### Assigned task A
List every activity type that appears as a row in Table 2 of the passage on activity schemas.
### Assigned task B
Reproduce the passage on activity schemas word for word between "Most new tuples" and "for BP Check.", inclusive.

Most new tuples were added because of new verbs (Table 2). The number of new tuples added to each schema did not correlate with the perceived complexity of the corresponding activity (Table 2). For example, BP Check had more modifications (11 new tuples) than GCS Calculation activity (one new tuple). On average, we added four new tuples, ranging from none for Exposure Assessment to 11 for BP Check.
Table 2:
Activity type | # of existing tuples | # of new tuples added | # of new verbs added | # of new subjects | # of new direct objects added | # of prepositional relations added | # of new prepositions | # of new adjectives | # of new adverbs |
---|---|---|---|---|---|---|---|---|---|
Blood Pressure Check | 42 | 11 | 8 | 3 | 2 | 1 | 1 | 1 | 1 |
Pupil Examination | 24 | 5 | 3 | 1 | 0 | 0 | 0 | 1 | 0 |
GCS Calculation | 50 | 1 | 0 | 0 | 1 | 0 | 0 | 0 | 0 |
IV Placement | 50 | 1 | 0 | 0 | 0 | 0 | 0 | 1 | 0 |
Exposure Assessment | 35 | 0 | 0 | 0 | 0 | 0 | 0 | 0 | 0 |
We observed that the number of new tuples added because of new object keywords was relatively low: only three (Table 2). Given that in our domain the key element that distinguishes between activities is the direct object, this finding shows that our initial schemas remained stable even with the new cases. Most changes were made because of new verbs, which generally do not serve as differentiators of activities (except for some verbs such as shine or move).

Region pointing data:
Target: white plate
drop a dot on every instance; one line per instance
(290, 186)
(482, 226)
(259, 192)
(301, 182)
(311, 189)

### Task answer A
Blood Pressure Check
Pupil Examination
GCS Calculation
IV Placement
Exposure Assessment

### Task answer B
Most new tuples were added because of new verbs (Table 2). The number of new tuples added to each schema did not correlate with the perceived complexity of the corresponding activity (Table 2). For example, BP Check had more modifications (11 new tuples) than GCS Calculation activity (one new tuple). On average, we added four new tuples, ranging from none for Exposure Assessment to 11 for BP Check.